> Reading passage
• James Pugh's Memoir of Chevy Chase Lake

    The Landscape of the Park around 1910

    One of the most detailed descriptions of Chevy Chase Lake comes from James Pugh’s memoir.  Mr. Pugh, who had a long career as a lawyer and public servant, was a retired circuit court judge in 1976 when he wrote his brief memoir about the amusement park.  His family moved to Chevy Chase in 1906 when he was just three or four years old.  When he was ten, he began to work at Chevy Chase Lake as a hat check boy.  A typed copy of his 1976 memoir, signed by Mr. Pugh in 1988, can be read by clicking here:  James Pugh's Memoir PDF.

    James Pugh Map
    James Pugh's map, hand-drawn in 1976, showing Chevy Chase Lake around 1910 when he and his brothers worked at the amusement park.  CCHS 2009.1076.04.

> Extracted entries
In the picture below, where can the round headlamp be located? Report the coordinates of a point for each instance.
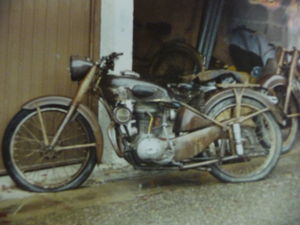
(79, 67)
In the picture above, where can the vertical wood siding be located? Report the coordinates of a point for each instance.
(36, 39)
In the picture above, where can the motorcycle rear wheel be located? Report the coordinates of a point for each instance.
(261, 138)
(34, 167)
(290, 131)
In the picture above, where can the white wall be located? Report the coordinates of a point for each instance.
(116, 36)
(117, 31)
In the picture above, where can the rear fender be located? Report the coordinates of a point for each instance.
(259, 97)
(271, 81)
(82, 109)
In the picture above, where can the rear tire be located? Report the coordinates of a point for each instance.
(261, 138)
(34, 167)
(290, 131)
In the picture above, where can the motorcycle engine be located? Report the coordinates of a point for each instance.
(149, 130)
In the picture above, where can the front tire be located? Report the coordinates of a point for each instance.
(34, 167)
(261, 138)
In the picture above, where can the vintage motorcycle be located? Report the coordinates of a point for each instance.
(53, 143)
(284, 83)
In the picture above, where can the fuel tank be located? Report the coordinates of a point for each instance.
(118, 88)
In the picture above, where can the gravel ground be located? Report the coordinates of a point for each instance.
(177, 198)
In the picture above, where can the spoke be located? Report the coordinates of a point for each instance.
(31, 134)
(27, 139)
(45, 137)
(72, 137)
(61, 148)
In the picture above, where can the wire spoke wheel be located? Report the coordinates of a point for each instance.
(290, 131)
(36, 167)
(261, 141)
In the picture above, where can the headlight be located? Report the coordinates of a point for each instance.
(79, 67)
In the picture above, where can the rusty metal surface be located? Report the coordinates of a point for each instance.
(248, 93)
(187, 120)
(189, 145)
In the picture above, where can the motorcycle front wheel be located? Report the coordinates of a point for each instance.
(261, 140)
(36, 167)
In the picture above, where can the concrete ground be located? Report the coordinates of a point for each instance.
(177, 198)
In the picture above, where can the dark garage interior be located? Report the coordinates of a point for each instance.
(250, 45)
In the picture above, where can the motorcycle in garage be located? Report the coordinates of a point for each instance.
(53, 143)
(285, 85)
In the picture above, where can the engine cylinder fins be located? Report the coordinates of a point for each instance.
(122, 115)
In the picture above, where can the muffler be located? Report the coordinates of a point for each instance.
(190, 145)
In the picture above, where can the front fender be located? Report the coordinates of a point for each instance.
(259, 97)
(82, 109)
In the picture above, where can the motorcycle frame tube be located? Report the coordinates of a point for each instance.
(82, 109)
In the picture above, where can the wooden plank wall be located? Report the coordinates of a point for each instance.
(36, 39)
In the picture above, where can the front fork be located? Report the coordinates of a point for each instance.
(82, 90)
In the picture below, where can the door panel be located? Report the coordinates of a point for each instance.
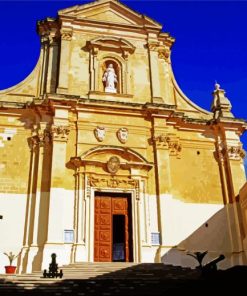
(102, 230)
(105, 208)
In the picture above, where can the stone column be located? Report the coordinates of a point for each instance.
(52, 64)
(37, 200)
(230, 157)
(154, 72)
(166, 145)
(63, 81)
(44, 63)
(55, 234)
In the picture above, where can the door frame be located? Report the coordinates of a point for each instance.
(134, 216)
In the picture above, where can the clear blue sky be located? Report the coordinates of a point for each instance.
(211, 44)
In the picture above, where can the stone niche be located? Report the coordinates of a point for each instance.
(105, 51)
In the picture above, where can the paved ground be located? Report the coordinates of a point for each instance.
(143, 279)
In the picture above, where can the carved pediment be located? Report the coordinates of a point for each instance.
(111, 43)
(107, 156)
(108, 11)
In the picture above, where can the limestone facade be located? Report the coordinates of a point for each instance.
(63, 140)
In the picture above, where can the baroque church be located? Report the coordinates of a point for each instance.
(103, 158)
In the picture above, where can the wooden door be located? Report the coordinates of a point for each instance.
(103, 230)
(105, 208)
(120, 207)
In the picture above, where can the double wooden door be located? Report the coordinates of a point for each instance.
(106, 209)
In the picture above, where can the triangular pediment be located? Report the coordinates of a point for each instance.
(110, 11)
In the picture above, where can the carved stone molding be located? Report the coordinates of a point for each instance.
(170, 142)
(164, 54)
(60, 132)
(39, 138)
(163, 51)
(122, 135)
(233, 152)
(99, 133)
(153, 46)
(122, 183)
(113, 164)
(66, 35)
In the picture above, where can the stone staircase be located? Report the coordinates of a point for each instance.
(103, 279)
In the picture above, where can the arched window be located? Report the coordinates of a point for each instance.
(111, 73)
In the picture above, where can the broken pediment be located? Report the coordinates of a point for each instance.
(110, 11)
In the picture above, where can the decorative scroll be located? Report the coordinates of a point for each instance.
(66, 35)
(170, 142)
(60, 132)
(99, 133)
(233, 152)
(113, 183)
(39, 138)
(122, 135)
(113, 165)
(163, 51)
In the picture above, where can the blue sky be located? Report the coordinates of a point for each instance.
(211, 44)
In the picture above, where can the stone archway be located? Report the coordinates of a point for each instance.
(93, 176)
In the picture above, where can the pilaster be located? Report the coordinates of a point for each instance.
(63, 82)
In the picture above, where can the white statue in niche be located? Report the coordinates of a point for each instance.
(110, 78)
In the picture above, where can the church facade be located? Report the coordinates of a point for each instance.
(103, 158)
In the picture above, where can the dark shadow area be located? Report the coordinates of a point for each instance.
(143, 279)
(214, 236)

> Assignment
In the text on James Pugh's memoir of Chevy Chase Lake, begin at the words "The Landscape of" and stop after "park.  CCHS 2009.1076.04.". Can you rewrite that part, changing "amusement park" to "pleasure ground" wherever it appears?

> Solved problem
The Landscape of the Park around 1910

    One of the most detailed descriptions of Chevy Chase Lake comes from James Pugh’s memoir.  Mr. Pugh, who had a long career as a lawyer and public servant, was a retired circuit court judge in 1976 when he wrote his brief memoir about the pleasure ground.  His family moved to Chevy Chase in 1906 when he was just three or four years old.  When he was ten, he began to work at Chevy Chase Lake as a hat check boy.  A typed copy of his 1976 memoir, signed by Mr. Pugh in 1988, can be read by clicking here:  James Pugh's Memoir PDF.

    James Pugh Map
    James Pugh's map, hand-drawn in 1976, showing Chevy Chase Lake around 1910 when he and his brothers worked at the pleasure ground.  CCHS 2009.1076.04.